**Direction a:** Extract the location labeling records that follow the text, copying every line of them verbatim.
════
Presented at SPIE Photonics West 2015

5 March 2015, SPIE Newsroom. DOI: 10.1117/2.3201503.14

Christoph Lienau, Institute of Physics, Carl von Ossietzky Univ. Oldenburg (Germany) and Ctr. of Interface Science, Carl von Ossietzky Univ. Oldenburg (Germany)

The efficient conversion of (sun-)light into electrical or chemical energy is one of the most fundamental and relevant challenges in current energy research. The ability to construct artificialmolecular or nanostructured devices that can harvest and exploit sunlight inevitably relies on an in-depth understanding of the elementary microscopic principles that govern the underlying light conversion processes. Generally, these processes happen on an exceedingly short femtosecond time scale, making real time studies of the light-driven dynamics particularly important.
════
**Direction b:** In the light conversion text above, translate this sentence into Spanish: "Generally, these processes happen on an exceedingly short femtosecond time scale, making real time studies of the light-driven dynamics particularly important."

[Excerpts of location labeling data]
════
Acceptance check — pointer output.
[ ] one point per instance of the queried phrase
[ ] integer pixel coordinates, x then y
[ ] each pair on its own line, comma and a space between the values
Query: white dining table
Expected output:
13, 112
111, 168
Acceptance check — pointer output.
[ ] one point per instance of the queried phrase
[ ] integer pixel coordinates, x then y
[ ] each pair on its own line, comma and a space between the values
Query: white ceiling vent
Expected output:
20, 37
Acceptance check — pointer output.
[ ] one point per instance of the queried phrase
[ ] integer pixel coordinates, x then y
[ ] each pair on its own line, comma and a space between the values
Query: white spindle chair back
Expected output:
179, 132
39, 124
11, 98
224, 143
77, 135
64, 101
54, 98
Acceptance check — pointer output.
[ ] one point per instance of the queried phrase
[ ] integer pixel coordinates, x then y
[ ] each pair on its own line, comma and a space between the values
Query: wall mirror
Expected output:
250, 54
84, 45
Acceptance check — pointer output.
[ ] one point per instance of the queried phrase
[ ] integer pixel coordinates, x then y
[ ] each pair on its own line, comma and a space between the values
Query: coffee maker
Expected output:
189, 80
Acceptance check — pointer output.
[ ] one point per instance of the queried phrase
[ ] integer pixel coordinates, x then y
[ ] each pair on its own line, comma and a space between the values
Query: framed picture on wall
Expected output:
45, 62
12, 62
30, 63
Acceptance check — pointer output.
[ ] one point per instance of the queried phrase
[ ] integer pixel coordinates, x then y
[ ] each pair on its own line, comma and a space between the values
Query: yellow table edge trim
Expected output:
════
**Complete answer a:**
Acceptance check — pointer output.
[ ] one point per instance of the queried phrase
[ ] integer pixel coordinates, x then y
[ ] each pair on its own line, comma and a space between the values
Query: white dining table
Expected output:
13, 112
111, 168
Acceptance check — pointer output.
[ ] one point per instance of the queried phrase
[ ] integer pixel coordinates, x then y
[ ] each pair on its own line, comma and a space between the values
Query: white ceiling vent
Expected output:
20, 37
Acceptance check — pointer output.
[ ] one point per instance of the queried phrase
[ ] integer pixel coordinates, x then y
[ ] each pair on its own line, comma and a space between the values
Query: white spindle chair back
Expected output:
179, 132
39, 124
11, 98
224, 143
77, 135
64, 101
54, 98
Acceptance check — pointer output.
[ ] one point per instance of the queried phrase
[ ] integer pixel coordinates, x then y
[ ] each pair on its own line, comma and a space between the values
Query: wall mirror
Expected output:
250, 54
84, 45
Acceptance check — pointer output.
[ ] one point per instance of the queried phrase
[ ] integer pixel coordinates, x then y
[ ] each pair on its own line, comma and a space between the values
Query: coffee maker
Expected output:
189, 80
Acceptance check — pointer output.
[ ] one point per instance of the queried phrase
[ ] integer pixel coordinates, x then y
[ ] each pair on its own line, comma and a space between the values
Query: framed picture on wall
Expected output:
45, 62
12, 62
30, 63
Acceptance check — pointer output.
[ ] one point per instance of the queried phrase
[ ] integer pixel coordinates, x then y
[ ] each pair on its own line, comma and a space between the values
Query: yellow table edge trim
Expected output:

**Complete answer b:** Por lo general, estos procesos ocurren en una escala de tiempo de femtosegundos extremadamente corta, lo que hace que los estudios en tiempo real de la dinámica impulsada por la luz sean especialmente importantes.